*** Opening Supplied data ***
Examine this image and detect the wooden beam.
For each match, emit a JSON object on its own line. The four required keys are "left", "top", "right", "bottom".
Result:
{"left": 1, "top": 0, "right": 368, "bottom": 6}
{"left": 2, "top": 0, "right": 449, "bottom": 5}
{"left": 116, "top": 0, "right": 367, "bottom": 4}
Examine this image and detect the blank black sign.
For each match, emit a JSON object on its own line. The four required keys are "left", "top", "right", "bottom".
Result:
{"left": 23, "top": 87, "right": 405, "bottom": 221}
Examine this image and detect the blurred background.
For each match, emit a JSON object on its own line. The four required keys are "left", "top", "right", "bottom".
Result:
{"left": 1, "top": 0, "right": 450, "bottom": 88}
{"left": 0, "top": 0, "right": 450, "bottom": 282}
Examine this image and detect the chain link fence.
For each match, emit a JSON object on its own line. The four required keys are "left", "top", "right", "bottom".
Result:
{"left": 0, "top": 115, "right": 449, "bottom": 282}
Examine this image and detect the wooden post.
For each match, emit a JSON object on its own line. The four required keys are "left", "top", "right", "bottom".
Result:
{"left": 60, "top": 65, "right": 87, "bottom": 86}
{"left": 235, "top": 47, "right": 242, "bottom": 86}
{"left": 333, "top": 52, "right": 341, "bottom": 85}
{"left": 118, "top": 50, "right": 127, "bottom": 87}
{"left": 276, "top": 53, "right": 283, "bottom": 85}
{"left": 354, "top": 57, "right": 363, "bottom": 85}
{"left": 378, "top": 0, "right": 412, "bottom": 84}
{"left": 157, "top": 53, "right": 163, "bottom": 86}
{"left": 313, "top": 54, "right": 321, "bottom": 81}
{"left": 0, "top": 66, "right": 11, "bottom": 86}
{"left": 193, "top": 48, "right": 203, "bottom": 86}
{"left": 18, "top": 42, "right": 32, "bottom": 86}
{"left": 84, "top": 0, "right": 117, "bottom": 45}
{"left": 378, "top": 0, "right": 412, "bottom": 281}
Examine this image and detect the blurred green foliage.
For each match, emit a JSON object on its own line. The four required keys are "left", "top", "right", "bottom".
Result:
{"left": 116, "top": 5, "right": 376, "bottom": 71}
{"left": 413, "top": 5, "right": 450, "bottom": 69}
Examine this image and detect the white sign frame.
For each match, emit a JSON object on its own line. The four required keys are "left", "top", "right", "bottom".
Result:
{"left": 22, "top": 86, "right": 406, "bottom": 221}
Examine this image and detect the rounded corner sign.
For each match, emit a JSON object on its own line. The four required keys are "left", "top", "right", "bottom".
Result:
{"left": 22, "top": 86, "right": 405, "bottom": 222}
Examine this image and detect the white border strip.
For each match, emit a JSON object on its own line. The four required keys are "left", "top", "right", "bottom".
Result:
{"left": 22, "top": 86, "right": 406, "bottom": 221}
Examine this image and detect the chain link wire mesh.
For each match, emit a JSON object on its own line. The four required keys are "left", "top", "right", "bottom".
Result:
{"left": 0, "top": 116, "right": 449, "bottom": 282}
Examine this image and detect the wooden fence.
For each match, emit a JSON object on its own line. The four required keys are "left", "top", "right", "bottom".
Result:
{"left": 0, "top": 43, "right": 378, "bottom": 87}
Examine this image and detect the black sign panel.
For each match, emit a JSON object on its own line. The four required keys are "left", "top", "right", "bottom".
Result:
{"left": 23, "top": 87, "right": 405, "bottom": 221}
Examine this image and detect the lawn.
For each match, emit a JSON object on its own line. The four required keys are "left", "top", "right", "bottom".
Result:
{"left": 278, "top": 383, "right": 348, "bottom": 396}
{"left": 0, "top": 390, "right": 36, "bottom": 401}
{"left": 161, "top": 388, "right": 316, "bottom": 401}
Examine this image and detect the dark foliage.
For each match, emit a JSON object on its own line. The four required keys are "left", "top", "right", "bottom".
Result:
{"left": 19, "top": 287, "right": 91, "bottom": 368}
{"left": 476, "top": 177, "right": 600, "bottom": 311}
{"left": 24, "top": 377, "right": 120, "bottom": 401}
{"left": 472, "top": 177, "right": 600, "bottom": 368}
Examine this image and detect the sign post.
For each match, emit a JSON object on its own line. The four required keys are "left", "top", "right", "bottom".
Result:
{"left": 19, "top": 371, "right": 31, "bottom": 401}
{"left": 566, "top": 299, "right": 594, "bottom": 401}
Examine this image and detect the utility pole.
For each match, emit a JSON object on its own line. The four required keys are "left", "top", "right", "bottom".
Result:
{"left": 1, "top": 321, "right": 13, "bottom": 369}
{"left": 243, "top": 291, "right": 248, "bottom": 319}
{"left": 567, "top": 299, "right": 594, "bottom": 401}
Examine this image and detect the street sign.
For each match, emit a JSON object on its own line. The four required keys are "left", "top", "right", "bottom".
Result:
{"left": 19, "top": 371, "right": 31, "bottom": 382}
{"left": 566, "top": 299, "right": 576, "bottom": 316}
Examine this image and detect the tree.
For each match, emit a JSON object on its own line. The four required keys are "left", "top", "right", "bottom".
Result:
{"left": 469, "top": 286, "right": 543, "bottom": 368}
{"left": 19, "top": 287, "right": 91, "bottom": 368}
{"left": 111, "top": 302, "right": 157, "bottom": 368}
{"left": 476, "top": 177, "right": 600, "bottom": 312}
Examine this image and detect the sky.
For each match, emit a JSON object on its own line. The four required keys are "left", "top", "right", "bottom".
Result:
*** Closing Supplied data ***
• What to produce:
Scan the material for the string "black". Copy each line where it appears.

• Task answer:
Examine this image and detect the blank black sign.
Examine this image and detect the black sign panel.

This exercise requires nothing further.